[Data for this exercise]
⟨

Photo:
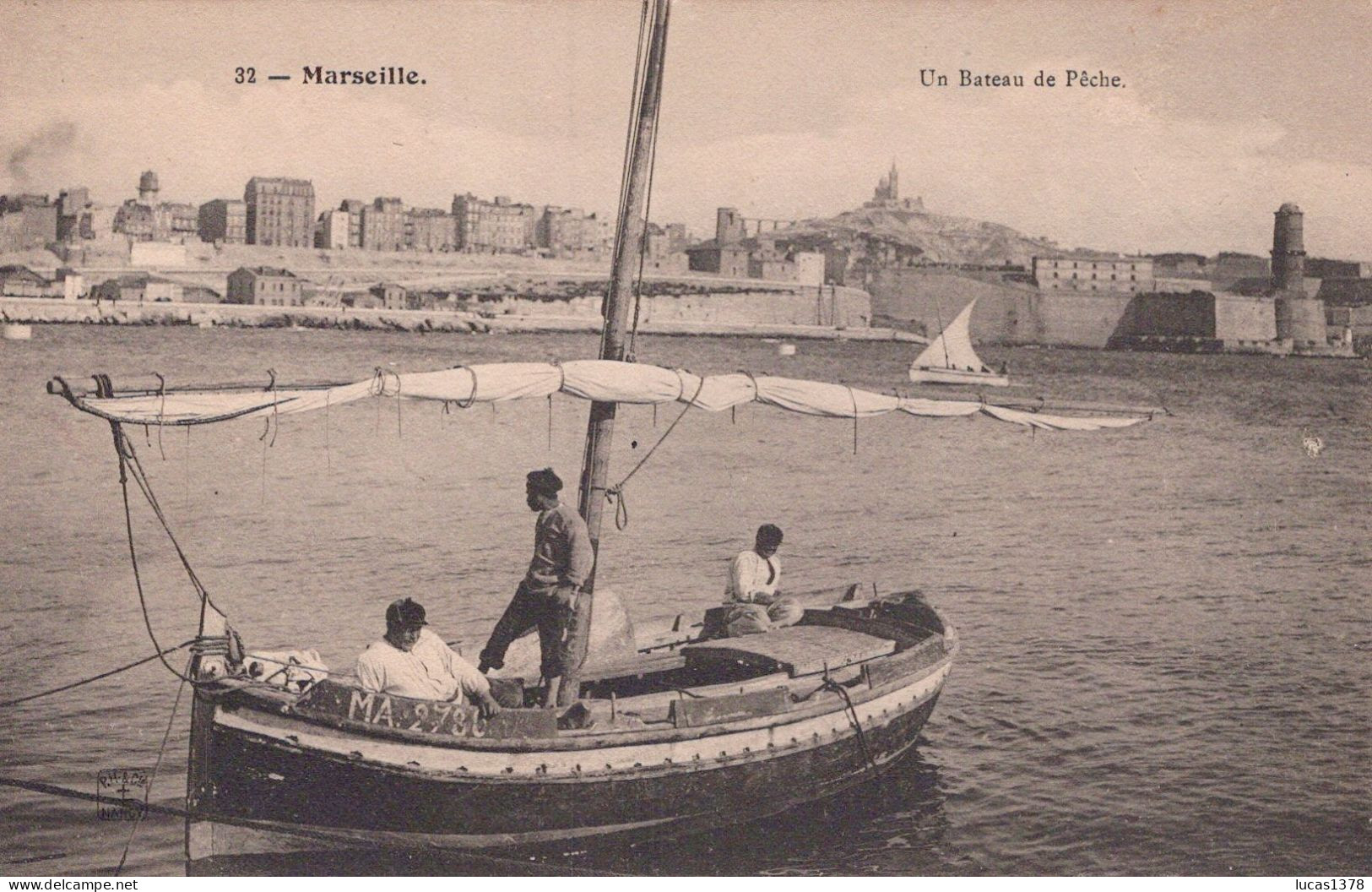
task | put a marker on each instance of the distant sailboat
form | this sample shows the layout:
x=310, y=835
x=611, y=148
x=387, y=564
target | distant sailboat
x=950, y=358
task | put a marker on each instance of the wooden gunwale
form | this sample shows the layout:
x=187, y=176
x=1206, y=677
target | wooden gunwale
x=638, y=771
x=630, y=736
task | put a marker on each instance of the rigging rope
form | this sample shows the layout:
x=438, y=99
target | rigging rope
x=133, y=558
x=615, y=494
x=95, y=678
x=648, y=197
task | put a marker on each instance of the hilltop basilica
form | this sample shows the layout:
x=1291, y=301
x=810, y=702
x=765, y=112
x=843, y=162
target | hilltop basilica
x=888, y=193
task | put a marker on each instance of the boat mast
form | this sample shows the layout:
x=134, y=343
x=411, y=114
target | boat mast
x=629, y=239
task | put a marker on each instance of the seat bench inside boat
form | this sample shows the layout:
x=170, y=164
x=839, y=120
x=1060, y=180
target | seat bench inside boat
x=788, y=652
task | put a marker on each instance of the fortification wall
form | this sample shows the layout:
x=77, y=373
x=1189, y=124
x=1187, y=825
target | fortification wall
x=1250, y=320
x=836, y=307
x=1071, y=320
x=925, y=301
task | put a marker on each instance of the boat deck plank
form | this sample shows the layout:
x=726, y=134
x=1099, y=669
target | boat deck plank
x=796, y=650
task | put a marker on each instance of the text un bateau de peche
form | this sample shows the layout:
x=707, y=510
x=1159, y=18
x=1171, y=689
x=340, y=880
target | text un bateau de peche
x=1071, y=77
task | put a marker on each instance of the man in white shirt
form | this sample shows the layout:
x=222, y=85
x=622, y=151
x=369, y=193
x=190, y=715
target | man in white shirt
x=413, y=661
x=753, y=588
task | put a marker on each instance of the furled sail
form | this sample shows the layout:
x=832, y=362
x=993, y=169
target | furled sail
x=952, y=347
x=601, y=380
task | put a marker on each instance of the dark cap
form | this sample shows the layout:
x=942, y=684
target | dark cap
x=768, y=536
x=545, y=482
x=405, y=614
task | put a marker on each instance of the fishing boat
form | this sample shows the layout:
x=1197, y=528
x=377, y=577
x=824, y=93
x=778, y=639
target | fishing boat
x=684, y=732
x=950, y=358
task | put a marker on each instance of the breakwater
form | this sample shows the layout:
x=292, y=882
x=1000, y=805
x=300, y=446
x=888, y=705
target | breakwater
x=52, y=312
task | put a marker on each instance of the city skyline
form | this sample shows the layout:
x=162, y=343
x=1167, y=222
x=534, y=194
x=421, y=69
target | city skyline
x=781, y=109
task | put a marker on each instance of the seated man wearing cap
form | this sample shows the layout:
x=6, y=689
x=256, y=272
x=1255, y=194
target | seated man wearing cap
x=546, y=599
x=413, y=661
x=752, y=592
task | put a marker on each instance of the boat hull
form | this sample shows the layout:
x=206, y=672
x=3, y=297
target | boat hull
x=279, y=784
x=958, y=376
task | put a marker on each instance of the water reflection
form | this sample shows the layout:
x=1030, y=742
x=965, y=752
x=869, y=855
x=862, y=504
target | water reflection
x=892, y=824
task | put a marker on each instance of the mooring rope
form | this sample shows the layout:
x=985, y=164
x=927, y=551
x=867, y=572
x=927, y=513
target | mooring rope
x=153, y=777
x=66, y=792
x=852, y=716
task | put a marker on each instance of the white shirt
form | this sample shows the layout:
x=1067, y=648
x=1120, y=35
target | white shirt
x=428, y=672
x=750, y=575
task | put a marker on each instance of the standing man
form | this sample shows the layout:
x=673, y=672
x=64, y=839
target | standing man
x=546, y=599
x=753, y=596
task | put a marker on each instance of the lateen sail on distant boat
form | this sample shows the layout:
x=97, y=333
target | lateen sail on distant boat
x=950, y=358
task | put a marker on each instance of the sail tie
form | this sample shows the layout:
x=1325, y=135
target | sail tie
x=162, y=411
x=615, y=494
x=471, y=400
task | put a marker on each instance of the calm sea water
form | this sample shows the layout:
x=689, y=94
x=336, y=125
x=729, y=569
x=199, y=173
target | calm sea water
x=1167, y=628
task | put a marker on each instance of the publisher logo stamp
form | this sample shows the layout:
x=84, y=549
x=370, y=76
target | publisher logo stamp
x=120, y=793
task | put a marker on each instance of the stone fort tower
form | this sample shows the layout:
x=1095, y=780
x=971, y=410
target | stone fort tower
x=149, y=188
x=1299, y=318
x=1288, y=250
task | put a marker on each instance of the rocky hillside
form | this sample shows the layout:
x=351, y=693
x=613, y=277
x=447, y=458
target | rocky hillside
x=889, y=235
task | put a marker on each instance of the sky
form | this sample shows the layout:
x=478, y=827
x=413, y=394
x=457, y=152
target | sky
x=784, y=109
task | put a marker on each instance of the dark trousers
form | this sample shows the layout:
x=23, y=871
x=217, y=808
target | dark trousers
x=548, y=608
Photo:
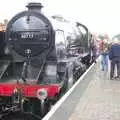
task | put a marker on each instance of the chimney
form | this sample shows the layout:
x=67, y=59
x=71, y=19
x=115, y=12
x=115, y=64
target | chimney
x=33, y=6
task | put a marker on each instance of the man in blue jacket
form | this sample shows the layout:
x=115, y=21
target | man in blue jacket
x=114, y=56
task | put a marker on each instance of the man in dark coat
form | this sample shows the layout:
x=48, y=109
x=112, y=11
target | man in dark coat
x=114, y=56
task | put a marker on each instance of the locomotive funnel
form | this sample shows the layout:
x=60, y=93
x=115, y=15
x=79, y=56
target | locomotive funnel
x=33, y=6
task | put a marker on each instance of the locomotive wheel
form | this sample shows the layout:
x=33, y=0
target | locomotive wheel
x=20, y=116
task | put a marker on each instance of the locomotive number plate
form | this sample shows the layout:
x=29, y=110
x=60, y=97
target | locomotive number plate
x=27, y=35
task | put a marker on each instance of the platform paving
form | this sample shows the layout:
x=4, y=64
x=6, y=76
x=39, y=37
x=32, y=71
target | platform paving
x=101, y=98
x=96, y=97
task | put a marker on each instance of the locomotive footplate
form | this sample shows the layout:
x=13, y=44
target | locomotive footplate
x=18, y=116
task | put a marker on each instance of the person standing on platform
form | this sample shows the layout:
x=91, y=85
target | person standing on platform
x=114, y=56
x=104, y=56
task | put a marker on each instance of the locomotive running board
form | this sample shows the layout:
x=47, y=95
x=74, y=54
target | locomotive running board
x=3, y=67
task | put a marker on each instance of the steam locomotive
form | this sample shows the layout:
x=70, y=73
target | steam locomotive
x=43, y=57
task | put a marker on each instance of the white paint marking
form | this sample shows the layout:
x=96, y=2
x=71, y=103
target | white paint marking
x=58, y=104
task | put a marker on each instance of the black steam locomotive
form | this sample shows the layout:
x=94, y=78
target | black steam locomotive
x=43, y=57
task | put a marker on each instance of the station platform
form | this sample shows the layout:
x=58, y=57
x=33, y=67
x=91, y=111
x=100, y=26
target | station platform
x=95, y=97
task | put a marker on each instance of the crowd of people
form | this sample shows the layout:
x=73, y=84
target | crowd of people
x=110, y=53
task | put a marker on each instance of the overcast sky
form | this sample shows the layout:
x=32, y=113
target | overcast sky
x=98, y=15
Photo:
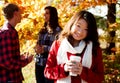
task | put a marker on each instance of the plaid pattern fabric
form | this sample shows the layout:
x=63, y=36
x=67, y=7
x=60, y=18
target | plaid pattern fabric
x=10, y=63
x=47, y=38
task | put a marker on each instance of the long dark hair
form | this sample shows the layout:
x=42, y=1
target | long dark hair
x=53, y=22
x=92, y=34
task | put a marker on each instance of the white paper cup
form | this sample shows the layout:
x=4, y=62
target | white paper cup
x=77, y=59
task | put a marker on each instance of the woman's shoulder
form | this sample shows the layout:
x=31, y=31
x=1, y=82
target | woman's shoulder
x=58, y=28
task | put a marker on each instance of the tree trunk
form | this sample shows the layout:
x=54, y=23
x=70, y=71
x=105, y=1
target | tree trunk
x=111, y=17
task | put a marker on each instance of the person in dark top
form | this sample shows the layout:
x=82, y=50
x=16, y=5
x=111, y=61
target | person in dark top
x=47, y=35
x=11, y=62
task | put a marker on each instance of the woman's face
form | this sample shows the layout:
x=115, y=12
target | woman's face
x=79, y=30
x=47, y=15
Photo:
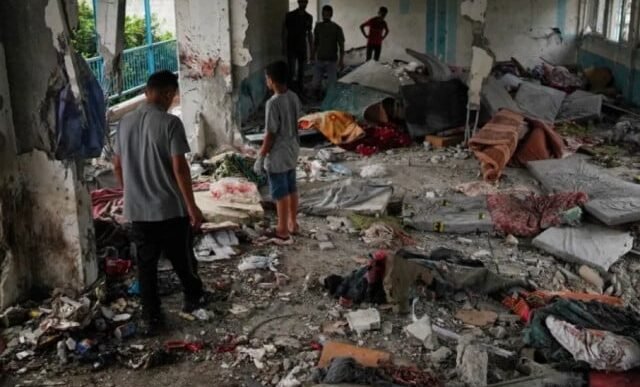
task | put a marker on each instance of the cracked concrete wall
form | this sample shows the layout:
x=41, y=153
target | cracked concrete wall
x=47, y=236
x=216, y=55
x=522, y=29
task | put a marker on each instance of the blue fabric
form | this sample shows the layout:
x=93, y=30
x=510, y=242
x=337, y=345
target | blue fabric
x=80, y=126
x=283, y=184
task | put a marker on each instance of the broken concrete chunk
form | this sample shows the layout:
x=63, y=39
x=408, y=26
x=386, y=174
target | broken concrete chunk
x=479, y=318
x=422, y=331
x=591, y=276
x=591, y=245
x=325, y=246
x=541, y=102
x=364, y=356
x=440, y=355
x=472, y=363
x=364, y=320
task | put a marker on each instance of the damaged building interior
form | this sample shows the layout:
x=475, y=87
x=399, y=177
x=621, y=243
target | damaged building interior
x=347, y=192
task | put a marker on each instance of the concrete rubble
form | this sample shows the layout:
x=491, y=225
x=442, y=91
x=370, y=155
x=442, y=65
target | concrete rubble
x=399, y=218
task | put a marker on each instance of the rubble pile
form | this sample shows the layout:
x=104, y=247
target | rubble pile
x=422, y=260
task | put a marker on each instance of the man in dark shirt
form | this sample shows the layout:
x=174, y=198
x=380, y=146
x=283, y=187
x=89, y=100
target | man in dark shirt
x=296, y=36
x=378, y=31
x=328, y=50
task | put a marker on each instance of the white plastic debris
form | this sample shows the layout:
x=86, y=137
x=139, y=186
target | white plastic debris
x=373, y=171
x=363, y=320
x=258, y=262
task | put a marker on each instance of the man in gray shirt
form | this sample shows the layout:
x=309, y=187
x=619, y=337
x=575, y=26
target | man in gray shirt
x=279, y=152
x=328, y=50
x=151, y=167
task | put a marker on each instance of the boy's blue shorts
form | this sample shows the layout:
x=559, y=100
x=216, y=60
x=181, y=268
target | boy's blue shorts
x=282, y=184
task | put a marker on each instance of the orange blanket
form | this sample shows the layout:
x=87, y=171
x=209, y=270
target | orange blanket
x=496, y=142
x=338, y=127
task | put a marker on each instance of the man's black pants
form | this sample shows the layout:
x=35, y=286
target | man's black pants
x=374, y=51
x=297, y=60
x=174, y=239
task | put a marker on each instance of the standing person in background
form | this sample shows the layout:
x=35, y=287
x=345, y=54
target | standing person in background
x=328, y=49
x=296, y=39
x=378, y=31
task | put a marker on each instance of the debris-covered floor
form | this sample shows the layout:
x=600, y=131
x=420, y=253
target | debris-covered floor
x=421, y=262
x=272, y=322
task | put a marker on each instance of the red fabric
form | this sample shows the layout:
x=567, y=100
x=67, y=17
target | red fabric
x=603, y=379
x=377, y=26
x=107, y=204
x=379, y=139
x=528, y=216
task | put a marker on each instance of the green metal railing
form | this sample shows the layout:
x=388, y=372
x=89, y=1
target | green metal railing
x=138, y=63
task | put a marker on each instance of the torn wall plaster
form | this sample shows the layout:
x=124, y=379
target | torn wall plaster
x=110, y=29
x=56, y=19
x=241, y=56
x=474, y=9
x=481, y=65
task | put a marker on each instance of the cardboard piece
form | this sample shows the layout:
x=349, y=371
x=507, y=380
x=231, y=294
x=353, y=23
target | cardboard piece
x=448, y=215
x=365, y=356
x=215, y=211
x=591, y=245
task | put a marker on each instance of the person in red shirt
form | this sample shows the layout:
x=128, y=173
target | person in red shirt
x=378, y=31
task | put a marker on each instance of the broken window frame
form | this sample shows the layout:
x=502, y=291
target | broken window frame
x=611, y=19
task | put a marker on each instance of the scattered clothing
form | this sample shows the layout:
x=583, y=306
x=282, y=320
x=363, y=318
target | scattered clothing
x=592, y=315
x=496, y=143
x=602, y=350
x=541, y=143
x=338, y=127
x=527, y=216
x=108, y=205
x=362, y=285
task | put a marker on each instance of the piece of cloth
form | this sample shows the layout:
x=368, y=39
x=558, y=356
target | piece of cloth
x=173, y=238
x=108, y=204
x=298, y=24
x=435, y=106
x=347, y=370
x=357, y=100
x=591, y=315
x=322, y=68
x=374, y=51
x=232, y=164
x=80, y=123
x=347, y=196
x=379, y=138
x=296, y=62
x=361, y=285
x=329, y=41
x=528, y=215
x=377, y=27
x=282, y=184
x=496, y=142
x=146, y=140
x=281, y=119
x=602, y=350
x=338, y=127
x=541, y=143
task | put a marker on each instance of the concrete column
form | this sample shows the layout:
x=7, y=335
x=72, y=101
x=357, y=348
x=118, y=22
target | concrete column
x=110, y=29
x=206, y=81
x=46, y=228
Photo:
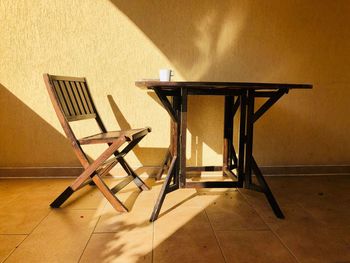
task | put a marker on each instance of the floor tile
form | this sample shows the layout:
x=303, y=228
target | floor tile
x=185, y=235
x=231, y=212
x=124, y=247
x=60, y=237
x=313, y=242
x=253, y=246
x=8, y=244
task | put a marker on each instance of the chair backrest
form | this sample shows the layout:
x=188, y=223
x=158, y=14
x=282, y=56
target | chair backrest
x=72, y=101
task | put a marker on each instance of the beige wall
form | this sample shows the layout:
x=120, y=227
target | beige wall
x=114, y=43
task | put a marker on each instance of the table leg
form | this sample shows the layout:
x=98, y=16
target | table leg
x=251, y=165
x=166, y=188
x=163, y=165
x=266, y=189
x=183, y=130
x=241, y=149
x=249, y=138
x=228, y=134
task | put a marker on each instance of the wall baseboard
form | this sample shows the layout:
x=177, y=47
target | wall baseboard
x=150, y=171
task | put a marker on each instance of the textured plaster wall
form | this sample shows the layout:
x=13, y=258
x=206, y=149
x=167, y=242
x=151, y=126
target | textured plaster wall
x=114, y=43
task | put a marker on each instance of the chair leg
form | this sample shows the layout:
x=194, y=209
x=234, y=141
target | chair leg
x=112, y=199
x=88, y=172
x=137, y=180
x=62, y=197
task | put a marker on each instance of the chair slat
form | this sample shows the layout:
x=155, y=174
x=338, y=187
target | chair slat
x=77, y=98
x=87, y=96
x=83, y=99
x=61, y=98
x=72, y=98
x=66, y=98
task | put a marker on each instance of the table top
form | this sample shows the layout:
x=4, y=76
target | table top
x=174, y=85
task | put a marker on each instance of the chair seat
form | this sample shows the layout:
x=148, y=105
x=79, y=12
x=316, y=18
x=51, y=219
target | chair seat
x=110, y=137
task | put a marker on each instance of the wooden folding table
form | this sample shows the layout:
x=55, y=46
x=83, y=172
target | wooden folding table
x=239, y=99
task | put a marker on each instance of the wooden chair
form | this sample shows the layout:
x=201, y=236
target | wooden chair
x=72, y=101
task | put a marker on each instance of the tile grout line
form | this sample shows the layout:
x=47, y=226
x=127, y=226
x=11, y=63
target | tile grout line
x=152, y=254
x=216, y=238
x=27, y=235
x=273, y=232
x=92, y=232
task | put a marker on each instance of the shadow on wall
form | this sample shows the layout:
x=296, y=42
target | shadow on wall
x=18, y=124
x=246, y=41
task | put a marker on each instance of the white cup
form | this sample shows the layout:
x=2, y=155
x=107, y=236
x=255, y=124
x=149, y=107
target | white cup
x=165, y=74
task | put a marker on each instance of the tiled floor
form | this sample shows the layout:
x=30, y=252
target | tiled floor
x=211, y=225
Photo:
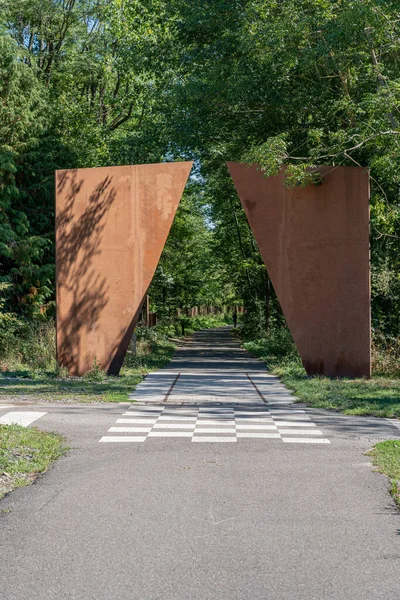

⟩

[Problem to work on] Can you reproduce the stretch from the line containing "the chair seat" through the end of the records, switching "marker" to "pin" wherever it occurs, keeping everything else the same and leaving the pictures out?

[Solved exercise]
task | put a pin on each instance of the chair seat
form | this sample shows the layout:
x=148, y=105
x=79, y=12
x=316, y=18
x=51, y=219
target | chair seat
x=110, y=137
task | put a pin on each instance of the wooden folding table
form | this sample shows the layout:
x=55, y=46
x=83, y=172
target | wooden folding table
x=239, y=99
task | put a pin on each instance of the wooden chair
form | this sample shows the layout:
x=201, y=236
target | wooden chair
x=72, y=101
task | put a pin on each instance of the tile grout line
form | this sample shows the layout:
x=47, y=226
x=127, y=226
x=11, y=63
target | tile grout line
x=152, y=254
x=216, y=238
x=27, y=235
x=273, y=232
x=92, y=232
task | put a pin on each instance of the shadow on wall
form | this sample shows the layout:
x=296, y=42
target | shadow on wall
x=18, y=124
x=246, y=41
task | put a pin on each instance of the white cup
form | this sample shows the layout:
x=2, y=155
x=107, y=236
x=255, y=124
x=149, y=107
target | white cup
x=165, y=74
task | put a pin on each instance of the tiled floor
form | this sample shows the layout:
x=30, y=252
target | tiled floor
x=211, y=225
Photo:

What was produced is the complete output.